Marcel Bozonnet, vous mettez en scène actuellement un spectacle intitulé Chocolat-Clown nègre, à partir d’un livre de Gérard Noiriel, dont vous cosignez l’adaptation pour la scène avec lui. C’est une évocation à la fois poétique, ludique et historique de la vie tragique du clown Chocolat, artiste noir de cirque dans le Paris des années 1900, et premier acteur noir dans un rôle-titre sur une scène française, en 1911, sous la direction de Firmin Gémier. Comment et pourquoi avez-vous eu l’idée de ce projet ?

J’avais envie de travailler sur la notion d’identité nationale. C’était après l’élection présidentielle de 2007, mais avant la création du ministère dit de « l’immigration et de l’identité nationale ».
J’avais lu un article d’un historien spécialiste de l’immigration, Gérard Noiriel, dans lequel il analyse les discours des deux candidats à la présidentielle. Il montrait comment le thème identitaire avait été décisif dans la campagne. Puis j’ai lu Théâtre, Histoire et Politique du même auteur, et j’ai eu envie de collaborer avec lui, d’autant que je n’avais jamais travaillé auparavant de ce point de vue. Sauf peut-être une fois : j’avais expérimenté une forme de théâtre documentaire à l’occasion d’un spectacle que j’avais monté avec des élèves de la Rue Blanche (1), à partir d’une étude sociologique de Sylvie Péju, Scènes de la grande pauvreté, décrivant la vie dans une cité, à Villiers-le-Bel, dans les années soixante-dix.

▸ **Données fournies**:
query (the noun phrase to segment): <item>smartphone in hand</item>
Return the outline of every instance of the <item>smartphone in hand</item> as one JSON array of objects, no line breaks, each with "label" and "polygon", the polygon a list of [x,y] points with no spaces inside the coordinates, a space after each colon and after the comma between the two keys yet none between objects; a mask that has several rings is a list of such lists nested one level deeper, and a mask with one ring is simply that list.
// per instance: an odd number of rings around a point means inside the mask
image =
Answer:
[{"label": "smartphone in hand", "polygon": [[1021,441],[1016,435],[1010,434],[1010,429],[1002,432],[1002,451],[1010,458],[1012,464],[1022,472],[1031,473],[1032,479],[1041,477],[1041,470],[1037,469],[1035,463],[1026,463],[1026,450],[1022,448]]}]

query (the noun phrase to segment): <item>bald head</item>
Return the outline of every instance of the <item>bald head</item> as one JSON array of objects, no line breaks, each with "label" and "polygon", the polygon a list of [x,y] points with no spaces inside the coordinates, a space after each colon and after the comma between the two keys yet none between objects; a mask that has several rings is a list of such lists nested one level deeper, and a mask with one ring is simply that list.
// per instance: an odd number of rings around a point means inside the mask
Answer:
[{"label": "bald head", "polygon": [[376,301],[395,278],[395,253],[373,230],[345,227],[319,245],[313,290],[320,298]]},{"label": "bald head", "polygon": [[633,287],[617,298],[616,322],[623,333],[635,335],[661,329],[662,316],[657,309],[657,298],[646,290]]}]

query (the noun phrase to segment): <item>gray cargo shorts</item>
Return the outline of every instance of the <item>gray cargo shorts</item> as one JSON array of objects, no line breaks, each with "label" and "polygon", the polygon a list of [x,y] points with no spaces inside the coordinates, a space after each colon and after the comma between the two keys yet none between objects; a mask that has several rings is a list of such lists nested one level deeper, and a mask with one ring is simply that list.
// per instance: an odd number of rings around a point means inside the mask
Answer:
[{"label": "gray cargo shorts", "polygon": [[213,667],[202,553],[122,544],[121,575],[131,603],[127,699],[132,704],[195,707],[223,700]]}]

▸ **Tâches à réaliser**:
1) Répondez aux questions suivantes à partir de l'entretien sur le spectacle Chocolat-Clown nègre :
(a) En quelle année Chocolat a-t-il été le premier acteur noir dans un rôle-titre sur une scène française ?
(b) Quel ouvrage de Gérard Noiriel Marcel Bozonnet a-t-il lu après l'article de cet historien ?
(c) Dans quelle ville se trouve la cité décrite par l'étude de Sylvie Péju ?
2) Recopiez fidèlement le passage de l'entretien compris entre « J’avais lu un » et « les années soixante-dix. », ces deux passages inclus.
3) Traduisez en anglais cette phrase de l'entretien : « J’avais envie de travailler sur la notion d’identité nationale. »
Les éléments fournis forment un matériau à part, distinct du texte source.

▸ **Résultats**:
1)
(a) En 1911.
(b) Théâtre, Histoire et Politique.
(c) À Villiers-le-Bel.

2)
J’avais lu un article d’un historien spécialiste de l’immigration, Gérard Noiriel, dans lequel il analyse les discours des deux candidats à la présidentielle. Il montrait comment le thème identitaire avait été décisif dans la campagne. Puis j’ai lu Théâtre, Histoire et Politique du même auteur, et j’ai eu envie de collaborer avec lui, d’autant que je n’avais jamais travaillé auparavant de ce point de vue. Sauf peut-être une fois : j’avais expérimenté une forme de théâtre documentaire à l’occasion d’un spectacle que j’avais monté avec des élèves de la Rue Blanche (1), à partir d’une étude sociologique de Sylvie Péju, Scènes de la grande pauvreté, décrivant la vie dans une cité, à Villiers-le-Bel, dans les années soixante-dix.

3) I wanted to work on the notion of national identity.